● EXERCISE DESCRIPTION
Please find each line in the items below that contains the word "neck" and copy those lines.
-- START MATERIAL TO PROCESS --
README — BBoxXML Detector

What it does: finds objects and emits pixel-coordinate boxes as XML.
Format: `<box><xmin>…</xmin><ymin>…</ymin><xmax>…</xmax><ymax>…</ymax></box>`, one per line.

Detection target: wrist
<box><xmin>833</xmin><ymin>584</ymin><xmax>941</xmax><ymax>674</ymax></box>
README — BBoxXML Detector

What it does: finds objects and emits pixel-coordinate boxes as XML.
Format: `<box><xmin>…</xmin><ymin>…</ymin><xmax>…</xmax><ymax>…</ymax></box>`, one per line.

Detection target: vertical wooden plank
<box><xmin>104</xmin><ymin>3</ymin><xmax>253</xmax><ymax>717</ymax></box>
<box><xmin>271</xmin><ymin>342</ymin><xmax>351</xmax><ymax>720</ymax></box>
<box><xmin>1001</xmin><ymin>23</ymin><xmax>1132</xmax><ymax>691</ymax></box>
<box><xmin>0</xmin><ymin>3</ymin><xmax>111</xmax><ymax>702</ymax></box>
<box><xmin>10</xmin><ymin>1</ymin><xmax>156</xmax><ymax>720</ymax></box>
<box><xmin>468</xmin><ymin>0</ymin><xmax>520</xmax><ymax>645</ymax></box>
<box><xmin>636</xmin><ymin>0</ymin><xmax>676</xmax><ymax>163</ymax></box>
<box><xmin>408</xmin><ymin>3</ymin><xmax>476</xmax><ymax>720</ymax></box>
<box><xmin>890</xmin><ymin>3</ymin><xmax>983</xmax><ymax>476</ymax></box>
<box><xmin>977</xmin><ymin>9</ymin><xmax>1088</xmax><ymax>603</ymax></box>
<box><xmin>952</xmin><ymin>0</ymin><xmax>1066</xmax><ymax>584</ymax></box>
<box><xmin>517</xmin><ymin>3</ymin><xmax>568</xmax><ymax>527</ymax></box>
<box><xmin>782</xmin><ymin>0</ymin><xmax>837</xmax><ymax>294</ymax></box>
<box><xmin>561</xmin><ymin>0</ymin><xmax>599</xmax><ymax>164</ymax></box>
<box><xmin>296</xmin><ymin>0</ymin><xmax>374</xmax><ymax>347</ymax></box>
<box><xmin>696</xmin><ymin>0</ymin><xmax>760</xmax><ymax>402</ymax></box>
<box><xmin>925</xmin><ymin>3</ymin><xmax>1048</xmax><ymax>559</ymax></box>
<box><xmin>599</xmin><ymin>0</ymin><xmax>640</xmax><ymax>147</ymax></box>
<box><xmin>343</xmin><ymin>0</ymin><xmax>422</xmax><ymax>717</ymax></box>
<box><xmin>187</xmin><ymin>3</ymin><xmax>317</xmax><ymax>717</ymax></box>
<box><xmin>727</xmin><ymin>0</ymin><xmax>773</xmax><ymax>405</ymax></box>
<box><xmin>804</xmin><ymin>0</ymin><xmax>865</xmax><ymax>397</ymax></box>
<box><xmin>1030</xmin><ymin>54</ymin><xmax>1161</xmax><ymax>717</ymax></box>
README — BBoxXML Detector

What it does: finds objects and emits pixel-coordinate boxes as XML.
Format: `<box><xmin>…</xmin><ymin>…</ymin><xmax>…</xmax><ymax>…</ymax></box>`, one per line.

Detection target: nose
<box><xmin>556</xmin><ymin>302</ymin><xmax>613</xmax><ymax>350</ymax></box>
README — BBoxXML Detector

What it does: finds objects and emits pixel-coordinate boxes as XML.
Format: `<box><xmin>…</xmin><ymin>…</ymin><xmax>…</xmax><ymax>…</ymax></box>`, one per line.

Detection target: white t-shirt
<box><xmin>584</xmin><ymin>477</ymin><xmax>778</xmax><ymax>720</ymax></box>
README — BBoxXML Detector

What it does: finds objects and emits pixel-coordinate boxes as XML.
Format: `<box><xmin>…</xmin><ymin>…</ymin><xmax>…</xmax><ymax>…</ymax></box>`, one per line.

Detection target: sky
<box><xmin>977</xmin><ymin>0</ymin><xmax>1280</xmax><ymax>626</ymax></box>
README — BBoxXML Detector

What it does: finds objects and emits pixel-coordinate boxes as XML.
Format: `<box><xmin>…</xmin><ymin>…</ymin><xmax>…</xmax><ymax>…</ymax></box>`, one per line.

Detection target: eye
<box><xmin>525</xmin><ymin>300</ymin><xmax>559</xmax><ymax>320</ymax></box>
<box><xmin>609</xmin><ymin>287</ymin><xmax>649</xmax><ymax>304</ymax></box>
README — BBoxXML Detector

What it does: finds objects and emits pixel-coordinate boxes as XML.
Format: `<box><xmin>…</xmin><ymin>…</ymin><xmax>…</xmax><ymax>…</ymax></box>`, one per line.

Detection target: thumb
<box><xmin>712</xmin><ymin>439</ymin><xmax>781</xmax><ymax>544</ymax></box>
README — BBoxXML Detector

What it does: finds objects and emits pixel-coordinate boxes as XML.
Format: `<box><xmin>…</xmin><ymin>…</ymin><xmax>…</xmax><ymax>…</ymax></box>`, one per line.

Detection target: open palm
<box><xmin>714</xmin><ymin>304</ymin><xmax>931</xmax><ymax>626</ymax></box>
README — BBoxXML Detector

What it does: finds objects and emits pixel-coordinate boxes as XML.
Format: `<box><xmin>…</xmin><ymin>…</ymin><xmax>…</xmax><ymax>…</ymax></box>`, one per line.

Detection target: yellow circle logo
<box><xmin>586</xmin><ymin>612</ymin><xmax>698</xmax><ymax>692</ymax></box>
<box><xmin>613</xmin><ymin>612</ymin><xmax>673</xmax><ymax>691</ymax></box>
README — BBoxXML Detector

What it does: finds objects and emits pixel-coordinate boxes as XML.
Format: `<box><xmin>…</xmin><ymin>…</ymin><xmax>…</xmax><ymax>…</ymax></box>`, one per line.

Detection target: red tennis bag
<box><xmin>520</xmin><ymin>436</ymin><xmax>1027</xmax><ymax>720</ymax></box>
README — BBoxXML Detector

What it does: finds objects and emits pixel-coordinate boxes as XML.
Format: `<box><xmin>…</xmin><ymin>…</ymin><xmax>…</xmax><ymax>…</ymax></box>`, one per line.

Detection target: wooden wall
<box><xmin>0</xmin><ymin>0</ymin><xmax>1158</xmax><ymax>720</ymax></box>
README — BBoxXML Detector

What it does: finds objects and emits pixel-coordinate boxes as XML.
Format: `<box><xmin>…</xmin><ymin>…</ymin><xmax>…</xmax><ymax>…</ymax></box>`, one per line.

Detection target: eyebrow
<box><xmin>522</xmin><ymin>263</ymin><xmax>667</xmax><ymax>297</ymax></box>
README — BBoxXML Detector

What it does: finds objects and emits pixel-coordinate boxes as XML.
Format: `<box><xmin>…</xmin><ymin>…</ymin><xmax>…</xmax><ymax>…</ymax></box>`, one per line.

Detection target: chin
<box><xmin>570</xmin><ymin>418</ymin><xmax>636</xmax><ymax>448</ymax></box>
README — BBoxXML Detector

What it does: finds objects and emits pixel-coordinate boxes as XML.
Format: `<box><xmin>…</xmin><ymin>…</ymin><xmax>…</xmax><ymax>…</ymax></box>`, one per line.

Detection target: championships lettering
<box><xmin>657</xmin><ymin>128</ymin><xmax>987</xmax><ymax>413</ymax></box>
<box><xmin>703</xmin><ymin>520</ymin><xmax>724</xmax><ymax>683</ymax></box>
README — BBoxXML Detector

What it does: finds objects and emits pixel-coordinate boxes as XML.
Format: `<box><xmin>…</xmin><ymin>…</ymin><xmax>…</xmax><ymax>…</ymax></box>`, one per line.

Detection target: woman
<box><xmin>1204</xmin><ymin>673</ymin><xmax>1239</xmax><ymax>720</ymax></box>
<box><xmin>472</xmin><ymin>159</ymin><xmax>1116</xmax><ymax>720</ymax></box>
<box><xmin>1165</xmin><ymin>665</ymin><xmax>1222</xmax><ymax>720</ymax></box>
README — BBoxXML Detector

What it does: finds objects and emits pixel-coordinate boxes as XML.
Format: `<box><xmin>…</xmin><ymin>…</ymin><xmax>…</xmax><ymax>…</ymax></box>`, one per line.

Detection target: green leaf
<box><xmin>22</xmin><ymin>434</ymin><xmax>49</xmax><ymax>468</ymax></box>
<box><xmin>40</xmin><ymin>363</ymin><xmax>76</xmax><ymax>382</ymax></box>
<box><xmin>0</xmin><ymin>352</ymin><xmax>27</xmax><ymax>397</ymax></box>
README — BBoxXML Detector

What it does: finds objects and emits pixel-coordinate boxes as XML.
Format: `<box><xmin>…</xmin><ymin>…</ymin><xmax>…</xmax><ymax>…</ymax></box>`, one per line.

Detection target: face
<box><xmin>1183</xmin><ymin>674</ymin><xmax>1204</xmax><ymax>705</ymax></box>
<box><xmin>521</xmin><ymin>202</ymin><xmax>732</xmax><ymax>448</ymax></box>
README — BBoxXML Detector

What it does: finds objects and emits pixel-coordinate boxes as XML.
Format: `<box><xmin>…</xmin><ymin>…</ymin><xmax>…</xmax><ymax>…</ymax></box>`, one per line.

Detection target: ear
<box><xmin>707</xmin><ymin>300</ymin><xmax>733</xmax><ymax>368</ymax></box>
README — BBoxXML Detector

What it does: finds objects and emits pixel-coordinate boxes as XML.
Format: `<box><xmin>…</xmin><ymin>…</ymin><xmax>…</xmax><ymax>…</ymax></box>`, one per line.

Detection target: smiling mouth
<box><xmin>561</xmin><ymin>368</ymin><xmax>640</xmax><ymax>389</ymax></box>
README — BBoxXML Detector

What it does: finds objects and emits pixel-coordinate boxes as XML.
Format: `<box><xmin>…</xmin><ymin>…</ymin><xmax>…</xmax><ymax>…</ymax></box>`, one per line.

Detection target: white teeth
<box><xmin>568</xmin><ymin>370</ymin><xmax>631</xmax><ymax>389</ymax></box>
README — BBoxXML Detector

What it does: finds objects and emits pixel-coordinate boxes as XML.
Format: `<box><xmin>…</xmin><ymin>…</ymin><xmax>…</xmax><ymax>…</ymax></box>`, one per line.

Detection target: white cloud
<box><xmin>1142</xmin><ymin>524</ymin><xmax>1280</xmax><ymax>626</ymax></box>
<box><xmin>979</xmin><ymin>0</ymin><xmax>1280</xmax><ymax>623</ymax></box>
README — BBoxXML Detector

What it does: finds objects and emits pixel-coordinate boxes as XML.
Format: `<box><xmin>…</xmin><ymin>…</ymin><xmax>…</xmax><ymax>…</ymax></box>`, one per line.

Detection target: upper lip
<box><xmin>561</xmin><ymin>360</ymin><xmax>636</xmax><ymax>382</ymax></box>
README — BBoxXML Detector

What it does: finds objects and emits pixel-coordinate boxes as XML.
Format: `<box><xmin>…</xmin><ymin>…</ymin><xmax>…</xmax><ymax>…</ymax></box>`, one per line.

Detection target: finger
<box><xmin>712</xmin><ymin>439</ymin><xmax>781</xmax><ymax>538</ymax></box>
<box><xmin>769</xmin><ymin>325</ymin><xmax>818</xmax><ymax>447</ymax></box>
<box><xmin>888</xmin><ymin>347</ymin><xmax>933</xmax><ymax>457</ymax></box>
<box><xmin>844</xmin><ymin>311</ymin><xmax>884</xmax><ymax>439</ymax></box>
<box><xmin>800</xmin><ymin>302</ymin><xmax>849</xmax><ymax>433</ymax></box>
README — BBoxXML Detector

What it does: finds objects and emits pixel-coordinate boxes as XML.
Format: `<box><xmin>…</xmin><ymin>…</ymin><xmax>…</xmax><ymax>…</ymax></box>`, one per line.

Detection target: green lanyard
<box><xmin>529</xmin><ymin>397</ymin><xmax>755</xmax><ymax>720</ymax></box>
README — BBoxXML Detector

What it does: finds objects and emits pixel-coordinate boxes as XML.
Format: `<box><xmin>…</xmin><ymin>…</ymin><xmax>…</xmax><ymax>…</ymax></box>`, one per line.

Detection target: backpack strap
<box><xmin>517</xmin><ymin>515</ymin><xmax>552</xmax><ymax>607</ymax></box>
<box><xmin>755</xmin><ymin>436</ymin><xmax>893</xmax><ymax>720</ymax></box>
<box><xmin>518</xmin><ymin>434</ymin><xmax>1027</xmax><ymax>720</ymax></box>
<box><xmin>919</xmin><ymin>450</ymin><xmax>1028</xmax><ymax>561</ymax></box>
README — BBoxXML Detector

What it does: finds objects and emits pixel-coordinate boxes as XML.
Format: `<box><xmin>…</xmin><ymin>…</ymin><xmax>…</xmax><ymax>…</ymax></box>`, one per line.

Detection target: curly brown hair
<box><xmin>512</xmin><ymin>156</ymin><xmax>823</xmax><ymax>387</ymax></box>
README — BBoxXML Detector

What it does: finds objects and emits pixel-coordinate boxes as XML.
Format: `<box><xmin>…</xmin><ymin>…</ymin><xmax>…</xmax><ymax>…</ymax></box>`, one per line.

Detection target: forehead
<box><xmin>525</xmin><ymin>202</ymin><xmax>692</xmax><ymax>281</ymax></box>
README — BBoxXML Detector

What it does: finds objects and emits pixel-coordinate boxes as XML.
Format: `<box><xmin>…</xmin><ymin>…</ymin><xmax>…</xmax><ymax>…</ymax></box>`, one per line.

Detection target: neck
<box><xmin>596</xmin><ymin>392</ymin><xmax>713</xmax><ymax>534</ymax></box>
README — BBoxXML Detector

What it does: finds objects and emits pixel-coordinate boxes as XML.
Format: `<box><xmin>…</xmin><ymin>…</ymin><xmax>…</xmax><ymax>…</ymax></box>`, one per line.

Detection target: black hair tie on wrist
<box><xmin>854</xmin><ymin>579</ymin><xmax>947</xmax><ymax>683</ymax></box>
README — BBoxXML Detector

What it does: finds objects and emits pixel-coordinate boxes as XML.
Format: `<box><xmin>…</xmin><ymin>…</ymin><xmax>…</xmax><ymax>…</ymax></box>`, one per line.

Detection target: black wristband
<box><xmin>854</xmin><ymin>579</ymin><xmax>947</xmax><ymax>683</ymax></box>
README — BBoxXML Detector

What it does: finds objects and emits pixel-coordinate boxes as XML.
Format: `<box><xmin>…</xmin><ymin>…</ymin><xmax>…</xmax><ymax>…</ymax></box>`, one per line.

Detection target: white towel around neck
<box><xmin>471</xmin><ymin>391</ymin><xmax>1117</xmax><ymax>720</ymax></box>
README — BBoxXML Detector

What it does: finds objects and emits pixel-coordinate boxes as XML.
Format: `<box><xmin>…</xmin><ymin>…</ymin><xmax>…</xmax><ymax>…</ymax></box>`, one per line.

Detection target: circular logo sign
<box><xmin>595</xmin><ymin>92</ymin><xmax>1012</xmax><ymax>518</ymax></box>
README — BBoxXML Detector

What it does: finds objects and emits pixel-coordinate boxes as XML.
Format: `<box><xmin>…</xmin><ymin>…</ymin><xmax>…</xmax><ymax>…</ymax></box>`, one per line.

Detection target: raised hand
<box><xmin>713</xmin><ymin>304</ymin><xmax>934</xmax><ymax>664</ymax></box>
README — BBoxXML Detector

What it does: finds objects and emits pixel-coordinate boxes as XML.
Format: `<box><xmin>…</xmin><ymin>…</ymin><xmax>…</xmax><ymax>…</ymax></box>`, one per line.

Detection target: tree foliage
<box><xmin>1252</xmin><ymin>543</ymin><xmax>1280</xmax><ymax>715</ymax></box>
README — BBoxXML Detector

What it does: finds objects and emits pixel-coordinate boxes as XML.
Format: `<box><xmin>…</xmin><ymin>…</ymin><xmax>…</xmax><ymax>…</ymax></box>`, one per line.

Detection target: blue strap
-- END MATERIAL TO PROCESS --
● FINAL RESULT
Detection target: neck
Detection target: white towel around neck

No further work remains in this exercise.